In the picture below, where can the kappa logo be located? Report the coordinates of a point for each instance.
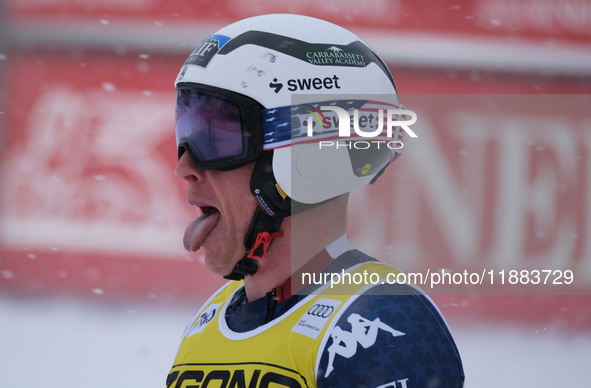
(316, 83)
(363, 332)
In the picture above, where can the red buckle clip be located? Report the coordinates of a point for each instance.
(264, 238)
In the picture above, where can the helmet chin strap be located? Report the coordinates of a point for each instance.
(263, 229)
(273, 206)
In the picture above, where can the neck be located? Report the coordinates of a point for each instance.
(305, 235)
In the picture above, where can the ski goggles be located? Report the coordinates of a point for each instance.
(219, 129)
(222, 130)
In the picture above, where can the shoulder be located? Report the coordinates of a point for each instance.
(393, 336)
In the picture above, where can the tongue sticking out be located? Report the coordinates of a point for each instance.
(198, 230)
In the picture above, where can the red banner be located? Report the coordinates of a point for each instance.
(562, 20)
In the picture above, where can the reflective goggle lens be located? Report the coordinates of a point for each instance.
(212, 127)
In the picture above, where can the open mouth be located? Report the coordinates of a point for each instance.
(199, 229)
(208, 210)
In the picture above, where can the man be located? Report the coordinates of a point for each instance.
(250, 112)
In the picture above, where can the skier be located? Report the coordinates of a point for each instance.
(274, 208)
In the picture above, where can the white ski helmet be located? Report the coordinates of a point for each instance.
(253, 71)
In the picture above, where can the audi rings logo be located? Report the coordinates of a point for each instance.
(321, 310)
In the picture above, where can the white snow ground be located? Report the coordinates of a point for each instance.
(63, 343)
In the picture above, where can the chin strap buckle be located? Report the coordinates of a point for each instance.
(262, 242)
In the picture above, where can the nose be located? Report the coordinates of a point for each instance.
(185, 169)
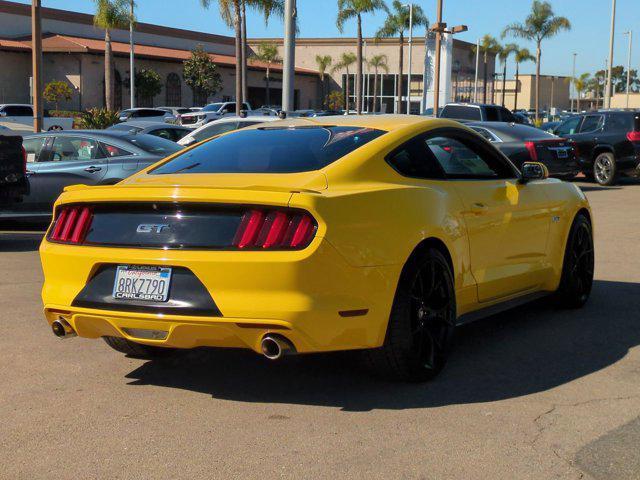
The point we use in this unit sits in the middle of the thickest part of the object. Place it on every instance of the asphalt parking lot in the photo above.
(534, 393)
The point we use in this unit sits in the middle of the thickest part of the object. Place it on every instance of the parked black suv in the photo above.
(607, 143)
(478, 112)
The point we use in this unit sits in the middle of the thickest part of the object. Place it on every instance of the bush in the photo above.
(97, 119)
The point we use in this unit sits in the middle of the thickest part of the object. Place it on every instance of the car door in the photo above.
(507, 222)
(71, 160)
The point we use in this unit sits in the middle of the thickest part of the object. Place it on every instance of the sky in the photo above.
(589, 37)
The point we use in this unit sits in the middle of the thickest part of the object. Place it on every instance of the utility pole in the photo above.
(436, 80)
(630, 33)
(607, 97)
(36, 61)
(410, 58)
(475, 85)
(288, 91)
(132, 82)
(573, 80)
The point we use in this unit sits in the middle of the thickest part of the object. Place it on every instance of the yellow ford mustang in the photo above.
(380, 233)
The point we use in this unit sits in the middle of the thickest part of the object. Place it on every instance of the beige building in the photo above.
(462, 68)
(554, 93)
(74, 52)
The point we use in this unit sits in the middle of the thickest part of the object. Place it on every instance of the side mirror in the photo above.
(533, 171)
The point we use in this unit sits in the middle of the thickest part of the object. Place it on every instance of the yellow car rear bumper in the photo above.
(313, 297)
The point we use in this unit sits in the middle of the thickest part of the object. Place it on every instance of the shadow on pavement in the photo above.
(20, 241)
(527, 350)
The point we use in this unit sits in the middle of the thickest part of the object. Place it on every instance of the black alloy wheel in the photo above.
(422, 321)
(578, 267)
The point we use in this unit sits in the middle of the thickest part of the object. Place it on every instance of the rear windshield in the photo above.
(155, 145)
(271, 150)
(461, 112)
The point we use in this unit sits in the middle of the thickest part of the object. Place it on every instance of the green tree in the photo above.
(539, 25)
(378, 62)
(335, 100)
(348, 9)
(110, 14)
(396, 23)
(57, 90)
(522, 55)
(323, 62)
(201, 74)
(503, 55)
(267, 53)
(347, 59)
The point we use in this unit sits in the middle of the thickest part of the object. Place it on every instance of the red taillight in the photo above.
(633, 136)
(24, 160)
(71, 225)
(531, 148)
(274, 230)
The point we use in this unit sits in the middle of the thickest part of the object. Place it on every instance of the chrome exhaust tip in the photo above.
(62, 329)
(275, 346)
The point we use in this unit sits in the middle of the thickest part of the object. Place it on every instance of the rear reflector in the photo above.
(633, 136)
(274, 230)
(71, 225)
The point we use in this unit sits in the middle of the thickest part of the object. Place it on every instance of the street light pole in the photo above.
(132, 83)
(610, 66)
(36, 60)
(436, 79)
(573, 80)
(410, 58)
(630, 33)
(288, 91)
(475, 85)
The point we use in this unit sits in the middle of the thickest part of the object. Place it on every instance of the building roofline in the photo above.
(86, 19)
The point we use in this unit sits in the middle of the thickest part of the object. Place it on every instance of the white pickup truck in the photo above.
(17, 116)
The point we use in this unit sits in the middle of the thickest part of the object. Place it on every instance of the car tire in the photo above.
(605, 171)
(422, 321)
(137, 350)
(577, 268)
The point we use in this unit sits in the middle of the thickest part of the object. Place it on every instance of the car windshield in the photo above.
(154, 145)
(271, 150)
(213, 107)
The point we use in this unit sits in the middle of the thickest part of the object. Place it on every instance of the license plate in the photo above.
(142, 283)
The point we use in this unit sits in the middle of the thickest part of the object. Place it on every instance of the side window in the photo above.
(413, 160)
(492, 114)
(592, 123)
(33, 147)
(214, 130)
(462, 160)
(112, 151)
(75, 148)
(569, 127)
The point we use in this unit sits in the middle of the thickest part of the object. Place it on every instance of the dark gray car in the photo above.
(58, 159)
(158, 129)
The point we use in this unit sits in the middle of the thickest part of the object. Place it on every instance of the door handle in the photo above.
(479, 208)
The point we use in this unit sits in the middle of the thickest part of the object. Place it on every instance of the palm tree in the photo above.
(377, 62)
(397, 23)
(503, 56)
(110, 14)
(230, 11)
(323, 62)
(539, 25)
(522, 55)
(268, 53)
(346, 60)
(348, 9)
(266, 8)
(488, 46)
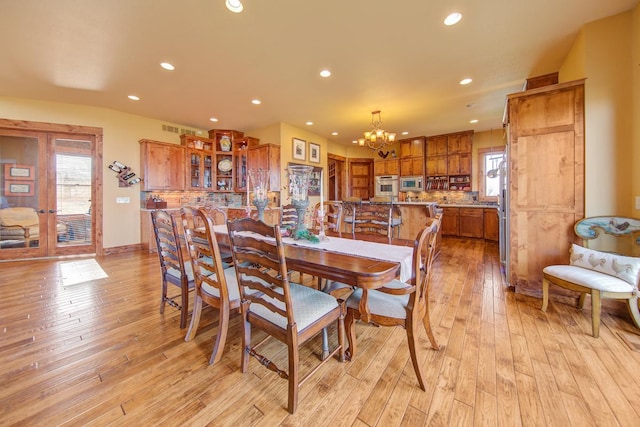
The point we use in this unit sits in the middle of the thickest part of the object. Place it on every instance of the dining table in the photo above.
(368, 262)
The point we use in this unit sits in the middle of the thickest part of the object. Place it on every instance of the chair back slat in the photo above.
(204, 251)
(258, 254)
(167, 241)
(332, 217)
(373, 219)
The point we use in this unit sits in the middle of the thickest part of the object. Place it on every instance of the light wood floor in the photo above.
(96, 351)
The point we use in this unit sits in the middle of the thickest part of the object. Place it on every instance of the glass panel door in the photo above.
(23, 199)
(72, 220)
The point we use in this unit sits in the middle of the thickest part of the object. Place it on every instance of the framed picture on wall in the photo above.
(314, 152)
(299, 149)
(314, 180)
(19, 172)
(18, 188)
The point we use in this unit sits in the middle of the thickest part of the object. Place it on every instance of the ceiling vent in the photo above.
(169, 128)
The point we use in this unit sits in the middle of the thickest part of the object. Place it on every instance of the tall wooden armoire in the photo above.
(545, 180)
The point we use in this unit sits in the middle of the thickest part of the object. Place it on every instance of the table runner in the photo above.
(373, 250)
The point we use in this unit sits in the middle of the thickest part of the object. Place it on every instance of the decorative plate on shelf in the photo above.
(225, 165)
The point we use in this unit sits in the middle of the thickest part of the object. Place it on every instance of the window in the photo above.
(489, 178)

- Exercise instructions -
Render the records from the line containing "shelf in the photo above." through the end of the records, both ends included, as a two-column CSV with the header input,output. Give one row for each record, with its text under input and its answer under output, each in a single quoted field and any line breaks replaced by spaces.

- Response to the exercise -
input,output
"The point we use in this unit sits in the middle of the thickest part of the object. Place it on every instance of the decorative plate on shelf in the photo above.","(225, 165)"
"The point we use in this unit sits in the middle of the thickest part of the object. Place it on every instance of the window in the photo above.","(489, 178)"